_ACTIVITY_.
Pictures are to be dropped. Everything else in the listing gets copied exactly.

BEGIN THE RECORDS

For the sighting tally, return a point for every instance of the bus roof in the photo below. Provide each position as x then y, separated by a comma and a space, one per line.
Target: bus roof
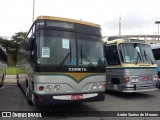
155, 46
67, 20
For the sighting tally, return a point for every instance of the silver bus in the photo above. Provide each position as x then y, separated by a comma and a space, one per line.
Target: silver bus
62, 61
3, 65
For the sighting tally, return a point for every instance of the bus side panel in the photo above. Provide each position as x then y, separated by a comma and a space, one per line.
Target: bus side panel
68, 87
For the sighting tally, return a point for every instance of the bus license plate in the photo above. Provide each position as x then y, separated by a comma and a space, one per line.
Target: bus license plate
77, 97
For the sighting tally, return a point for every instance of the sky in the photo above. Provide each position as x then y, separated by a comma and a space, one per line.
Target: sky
137, 16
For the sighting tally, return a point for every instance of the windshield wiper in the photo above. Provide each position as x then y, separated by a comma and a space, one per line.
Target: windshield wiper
67, 55
86, 58
147, 57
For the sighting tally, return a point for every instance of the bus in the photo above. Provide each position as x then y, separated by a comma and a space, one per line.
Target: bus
3, 65
156, 53
61, 61
130, 65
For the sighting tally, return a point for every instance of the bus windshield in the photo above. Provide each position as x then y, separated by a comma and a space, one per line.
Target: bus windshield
56, 47
59, 48
136, 53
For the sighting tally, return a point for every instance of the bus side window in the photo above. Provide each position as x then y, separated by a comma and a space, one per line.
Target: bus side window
111, 55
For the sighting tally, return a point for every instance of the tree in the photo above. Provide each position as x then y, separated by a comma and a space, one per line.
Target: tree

END THE RECORDS

_RESPONSE BOX_.
For the sighting tally, return a point for every instance of the bus roof in the photo below. Provide each position as x then y, separated by a comma and a space, one per line.
Target: bus roof
155, 46
67, 20
For the sighting tally, return a point for every instance of the silver bus in the photo above. Provide each position as x then y, separated by a comma and a space, one per line.
Target: silver bus
62, 61
3, 65
For the sighting tally, return a point for every instance of the bus side panel in the photo above. Provide each position as x then y, separated by a comma and a space, one per line.
Target: bus side panel
68, 87
For the sighting tally, return a point for every instance of the bus license plate in the photo above. Provide each position as x then y, separated by a comma and a space, one per line.
Target: bus license plate
77, 97
For the sighting tally, return a point for every instance of the sky in the photo above. Provide each position as x then y, separated by a comma and a space, one per line.
Target: sky
137, 16
For the sighting tally, return a point for every instance of the windshield wiper in the photo above. Provide each position as x then y, separated by a comma and a space, one per line.
Target: windshield wiper
67, 55
86, 58
147, 57
For the sighting tally, return a point for every instance of the bus in the photo above. Provide each position as x then y, separated by a comma and a space, one per line.
Target: bus
3, 65
156, 53
61, 61
130, 65
For the sighting tally, return a point for every instance of the bus windshield in the photo above. Provide each position as x then y, separated by a comma and a space, one per line.
Target: bus windshield
56, 47
59, 48
136, 53
For the sighting tally, return a point for every instance of the bus side window in the photo above. Provide each position as x then y, separated by a comma and a space, one per line.
Target: bus side window
111, 55
For the sighting tally, return a point for every instance of the tree in the photo above. Provide each position as x then y, separated by a comma and a space, one per line.
Target: tree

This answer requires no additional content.